# WORK INSTRUCTIONS:
[1] Print the part of the article on the Supreme Court 401(k) plan case that opens with the words containing "Case Overview" and closes with "ERISA fiduciary duties.", exactly as it appears.
[2] Based on the article on the Supreme Court 401(k) plan case, mark each statement yes or no and quote the deciding words: (a) The Supreme Court announced its review of the case on June 18, 2007. (b) The district court found that the plan administrator had breached its fiduciary duties. (c) The participant claimed his account balance was $150,000 lower by 2004 than it would have been.
[3] Go on with the article on the Supreme Court 401(k) plan case, starting after its last sentence.

Supreme Court to Review 401(k) Plan Case


The U.S. Supreme Court on June 18, 2007 announced it will review a case involving the ERISA remedies available to 401(k) plan participants when plan administrators fail to carry out their investment instructions. LaRue v. DeWolff, Boberg & Associates, Inc., 450 F.3d 570 (4th Cir. 2006), cert. granted, 551 U.S. ____ (2007). The Fourth Circuit Court of Appeals ruled ERISA does not allow an individual participant to recover money damages in this situation.

Case Overview

Basically, the case involves a 401(k) plan participant who claims to have instructed the plan administrator to make certain changes to his investment allocation in 2001 and 2002. The plan administrator did not carry out these instructions. As a result, according to the participant, by 2004 his account balance was $150,000 less than it would have been if his instructions had been executed. He sued to recover this amount, claiming the plan administrator had breached its ERISA fiduciary duties.

A federal district court granted the plan administrator’s motion for judgment on the pleadings. Essentially, the district court ruled that even if the plan administrator breached its fiduciary duties (and the district court did not decide if a breach occurred), the remedy the participant is seeking – i.e., to have the $150,000 added to his 401(k) account – is not available under ERISA. The participant appealed to the Fourth Circuit Court of Appeals, which upheld the district court’s ruling.

Issue

The question before the Supreme Court is what remedies ERISA provides to 401(k) plan participants who have suffered losses in their accounts due to a fiduciary breach. At issue is ERISA § 502(a), which provides (in relevant part) –

A civil action may be brought –

  • (2) by the Secretary, or by a participant, beneficiary or fiduciary for appropriate relief under section 409;
  • (3) by a participant, beneficiary, or fiduciary (A) to enjoin any act or practice which violates any provision of this title or the terms of the plan, or (B) to obtain other appropriate equitable relief (i) to redress such violations or (ii) to enforce any provisions of this title or the terms of the plan.

# RECORDS PROVIDED:
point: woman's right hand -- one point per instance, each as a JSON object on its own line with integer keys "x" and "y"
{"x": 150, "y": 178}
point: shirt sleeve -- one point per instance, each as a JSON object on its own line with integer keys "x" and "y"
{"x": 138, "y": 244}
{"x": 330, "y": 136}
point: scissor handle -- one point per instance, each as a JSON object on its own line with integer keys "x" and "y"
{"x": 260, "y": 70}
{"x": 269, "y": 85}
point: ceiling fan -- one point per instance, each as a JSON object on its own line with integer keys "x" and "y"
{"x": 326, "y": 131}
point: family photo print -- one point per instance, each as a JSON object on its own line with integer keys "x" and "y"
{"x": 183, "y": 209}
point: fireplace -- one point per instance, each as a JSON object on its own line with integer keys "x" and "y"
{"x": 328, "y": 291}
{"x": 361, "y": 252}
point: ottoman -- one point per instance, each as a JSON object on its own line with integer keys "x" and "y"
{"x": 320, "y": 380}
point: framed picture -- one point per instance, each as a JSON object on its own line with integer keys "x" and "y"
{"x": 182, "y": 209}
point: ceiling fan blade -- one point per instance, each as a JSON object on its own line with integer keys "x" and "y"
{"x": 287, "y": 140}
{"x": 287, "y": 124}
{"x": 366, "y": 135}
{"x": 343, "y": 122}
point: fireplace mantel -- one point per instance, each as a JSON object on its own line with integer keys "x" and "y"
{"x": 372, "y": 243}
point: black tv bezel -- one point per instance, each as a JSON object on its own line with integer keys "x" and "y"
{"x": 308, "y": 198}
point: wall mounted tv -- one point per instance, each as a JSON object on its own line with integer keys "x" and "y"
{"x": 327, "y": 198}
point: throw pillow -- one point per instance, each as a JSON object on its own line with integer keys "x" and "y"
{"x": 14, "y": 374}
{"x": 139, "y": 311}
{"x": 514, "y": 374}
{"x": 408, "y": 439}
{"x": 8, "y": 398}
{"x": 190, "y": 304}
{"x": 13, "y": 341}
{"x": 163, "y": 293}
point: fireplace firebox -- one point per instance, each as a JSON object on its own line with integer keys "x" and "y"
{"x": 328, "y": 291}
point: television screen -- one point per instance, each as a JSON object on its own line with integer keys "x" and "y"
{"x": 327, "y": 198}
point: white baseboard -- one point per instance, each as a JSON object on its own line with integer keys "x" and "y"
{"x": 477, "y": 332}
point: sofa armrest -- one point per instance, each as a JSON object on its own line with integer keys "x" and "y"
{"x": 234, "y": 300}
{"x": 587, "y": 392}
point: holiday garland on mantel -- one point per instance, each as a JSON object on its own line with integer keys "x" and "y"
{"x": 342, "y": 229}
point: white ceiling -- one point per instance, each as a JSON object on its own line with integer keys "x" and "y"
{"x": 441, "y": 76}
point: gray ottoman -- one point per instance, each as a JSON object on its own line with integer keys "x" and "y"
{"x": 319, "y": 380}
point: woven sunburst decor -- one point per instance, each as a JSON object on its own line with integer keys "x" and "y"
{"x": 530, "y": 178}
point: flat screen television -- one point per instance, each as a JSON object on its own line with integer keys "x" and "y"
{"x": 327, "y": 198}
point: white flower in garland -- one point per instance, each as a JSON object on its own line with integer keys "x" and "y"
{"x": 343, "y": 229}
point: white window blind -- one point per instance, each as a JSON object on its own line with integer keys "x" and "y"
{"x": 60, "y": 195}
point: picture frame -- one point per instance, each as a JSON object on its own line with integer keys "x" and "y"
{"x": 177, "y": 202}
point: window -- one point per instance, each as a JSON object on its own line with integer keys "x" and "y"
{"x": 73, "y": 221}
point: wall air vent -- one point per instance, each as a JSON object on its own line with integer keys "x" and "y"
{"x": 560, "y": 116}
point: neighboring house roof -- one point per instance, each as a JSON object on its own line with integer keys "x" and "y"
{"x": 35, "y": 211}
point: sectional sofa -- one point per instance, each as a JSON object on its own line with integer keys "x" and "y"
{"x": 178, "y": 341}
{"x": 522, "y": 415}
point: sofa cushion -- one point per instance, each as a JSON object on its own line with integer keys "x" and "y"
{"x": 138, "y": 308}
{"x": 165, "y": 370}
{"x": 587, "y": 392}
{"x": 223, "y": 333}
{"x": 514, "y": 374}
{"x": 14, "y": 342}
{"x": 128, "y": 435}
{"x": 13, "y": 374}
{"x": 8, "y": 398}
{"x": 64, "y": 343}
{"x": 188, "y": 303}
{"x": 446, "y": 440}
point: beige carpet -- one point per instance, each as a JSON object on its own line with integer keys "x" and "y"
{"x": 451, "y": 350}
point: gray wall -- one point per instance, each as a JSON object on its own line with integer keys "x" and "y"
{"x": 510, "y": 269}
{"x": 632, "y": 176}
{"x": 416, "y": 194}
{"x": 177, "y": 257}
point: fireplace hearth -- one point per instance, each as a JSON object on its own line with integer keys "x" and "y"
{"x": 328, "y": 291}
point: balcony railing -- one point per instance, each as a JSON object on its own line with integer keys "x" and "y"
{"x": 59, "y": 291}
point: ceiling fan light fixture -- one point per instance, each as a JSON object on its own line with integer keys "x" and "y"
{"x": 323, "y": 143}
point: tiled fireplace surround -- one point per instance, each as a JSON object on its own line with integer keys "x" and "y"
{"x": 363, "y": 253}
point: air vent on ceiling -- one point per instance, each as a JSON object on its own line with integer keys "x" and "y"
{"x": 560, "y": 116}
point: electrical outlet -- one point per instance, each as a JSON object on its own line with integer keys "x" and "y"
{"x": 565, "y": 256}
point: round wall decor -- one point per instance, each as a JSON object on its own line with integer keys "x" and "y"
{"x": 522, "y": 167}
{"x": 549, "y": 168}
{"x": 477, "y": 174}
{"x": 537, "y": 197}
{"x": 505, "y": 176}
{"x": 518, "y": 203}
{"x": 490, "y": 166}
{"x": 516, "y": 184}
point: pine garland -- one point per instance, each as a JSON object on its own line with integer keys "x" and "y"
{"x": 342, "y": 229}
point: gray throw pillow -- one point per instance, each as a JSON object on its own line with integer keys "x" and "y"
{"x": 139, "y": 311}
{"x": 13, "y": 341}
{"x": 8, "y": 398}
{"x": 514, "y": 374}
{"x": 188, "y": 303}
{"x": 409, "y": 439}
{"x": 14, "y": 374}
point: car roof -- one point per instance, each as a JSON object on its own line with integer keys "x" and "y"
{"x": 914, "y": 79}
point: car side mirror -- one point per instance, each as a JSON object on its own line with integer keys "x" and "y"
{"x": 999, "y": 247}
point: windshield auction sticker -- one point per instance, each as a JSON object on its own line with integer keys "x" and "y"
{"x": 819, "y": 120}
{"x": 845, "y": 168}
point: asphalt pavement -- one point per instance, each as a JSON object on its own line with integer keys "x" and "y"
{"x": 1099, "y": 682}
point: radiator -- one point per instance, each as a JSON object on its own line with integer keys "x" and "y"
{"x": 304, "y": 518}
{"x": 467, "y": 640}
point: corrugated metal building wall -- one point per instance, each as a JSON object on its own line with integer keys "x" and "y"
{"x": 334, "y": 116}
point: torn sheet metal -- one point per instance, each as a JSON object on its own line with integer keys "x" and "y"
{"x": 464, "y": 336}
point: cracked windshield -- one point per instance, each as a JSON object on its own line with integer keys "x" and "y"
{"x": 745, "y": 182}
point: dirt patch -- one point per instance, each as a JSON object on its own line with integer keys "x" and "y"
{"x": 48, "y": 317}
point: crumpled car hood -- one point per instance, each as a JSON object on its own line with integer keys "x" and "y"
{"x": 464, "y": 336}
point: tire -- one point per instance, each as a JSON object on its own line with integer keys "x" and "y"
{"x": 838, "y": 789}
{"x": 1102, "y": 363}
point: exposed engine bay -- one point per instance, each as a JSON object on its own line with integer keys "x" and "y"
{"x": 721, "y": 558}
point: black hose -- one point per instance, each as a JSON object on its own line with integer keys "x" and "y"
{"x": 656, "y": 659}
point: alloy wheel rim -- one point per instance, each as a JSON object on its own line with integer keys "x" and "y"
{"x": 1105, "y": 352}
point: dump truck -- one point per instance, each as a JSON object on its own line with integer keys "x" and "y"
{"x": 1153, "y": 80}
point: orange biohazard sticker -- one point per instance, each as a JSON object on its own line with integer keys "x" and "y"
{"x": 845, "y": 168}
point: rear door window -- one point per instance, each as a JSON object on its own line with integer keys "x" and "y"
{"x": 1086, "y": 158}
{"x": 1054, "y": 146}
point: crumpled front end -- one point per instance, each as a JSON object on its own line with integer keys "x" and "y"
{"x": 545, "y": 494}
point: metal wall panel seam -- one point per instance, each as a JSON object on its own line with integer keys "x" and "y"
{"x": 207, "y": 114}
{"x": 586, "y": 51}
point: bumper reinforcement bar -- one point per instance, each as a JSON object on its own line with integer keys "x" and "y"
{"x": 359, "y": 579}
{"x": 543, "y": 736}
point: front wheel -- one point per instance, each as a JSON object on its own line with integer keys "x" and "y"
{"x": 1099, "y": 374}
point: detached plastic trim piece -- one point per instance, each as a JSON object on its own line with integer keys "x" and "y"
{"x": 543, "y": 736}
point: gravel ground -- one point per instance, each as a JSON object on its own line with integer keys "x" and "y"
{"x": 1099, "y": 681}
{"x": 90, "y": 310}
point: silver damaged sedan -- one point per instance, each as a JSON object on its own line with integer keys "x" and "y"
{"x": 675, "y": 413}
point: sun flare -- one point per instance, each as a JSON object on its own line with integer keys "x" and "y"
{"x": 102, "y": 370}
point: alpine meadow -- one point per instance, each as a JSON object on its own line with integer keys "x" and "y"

# ANSWERS BY TASK:
[1]
Case Overview

Basically, the case involves a 401(k) plan participant who claims to have instructed the plan administrator to make certain changes to his investment allocation in 2001 and 2002. The plan administrator did not carry out these instructions. As a result, according to the participant, by 2004 his account balance was $150,000 less than it would have been if his instructions had been executed. He sued to recover this amount, claiming the plan administrator had breached its ERISA fiduciary duties.

[2]
(a) Yes: "The U.S. Supreme Court on June 18, 2007 announced it will review a case"
(b) No: "the district court did not decide if a breach occurred"
(c) Yes: "by 2004 his account balance was $150,000 less than it would have been if his instructions had been executed"

[3]
The cross-referenced provision, ERISA § 409(a), provides –

Any person who is a fiduciary with respect to a plan who breaches any of the responsibilities, obligations, or duties imposed upon fiduciaries by this title shall be personally liable to make good to such plan any losses to the plan resulting from such breach, and to restore to such plan any profits of such fiduciary which have been made through use of assets of the plan by the fiduciary, and shall be subject to such other equitable or remedial relief as the court may deem appropriate, including removal of such fiduciary.

In this case, the participant wants the 401(k) plan administrator to put $150,000 into his account. Presumably, this amount represents the difference between his current balance and the amount he would have had if the plan administrator had carried out his instructions. If this case did not involve an ERISA plan, that is how the participant’s economic damages would be measured. But the 401(k) plan is an ERISA plan, so the participant is limited to the remedies available under ERISA.

The participant claims he is entitled to relief pursuant to ERISA § 502(a)(2) or (3). However, the Fourth Circuit Court of Appeals ruled ERISA § 502(a)(2) provides remedies only for harm caused to plans, and not for individuals. Furthermore, citing Supreme Court precedent, the Fourth Circuit concluded ERISA § 502(a)(3) provides only “equitable relief,” meaning only “’those categories of relief that were typically available in equity’ in the days of the divided bench.” Compensatory damages of the type the participant is seeking here are traditionally thought of as legal, rather than equitable, remedies.

Outlook

The Supreme Court will have the final say on the appropriate interpretation of ERISA’s existing remedial scheme, and it may reach a different conclusion than the Fourth Circuit Court of Appeals. But Congress can amend ERISA, and there may be some discussion about doing so if the Supreme Court upholds the Fourth Circuit’s decision.

When ERISA was enacted in 1974, defined benefit plans were by far the predominant type of employer-sponsored pensions. Because the plan sponsor bears the risk of investment performance in defined benefit plans, Congress might not have seriously contemplated whether individual remedies would be needed for situations like this.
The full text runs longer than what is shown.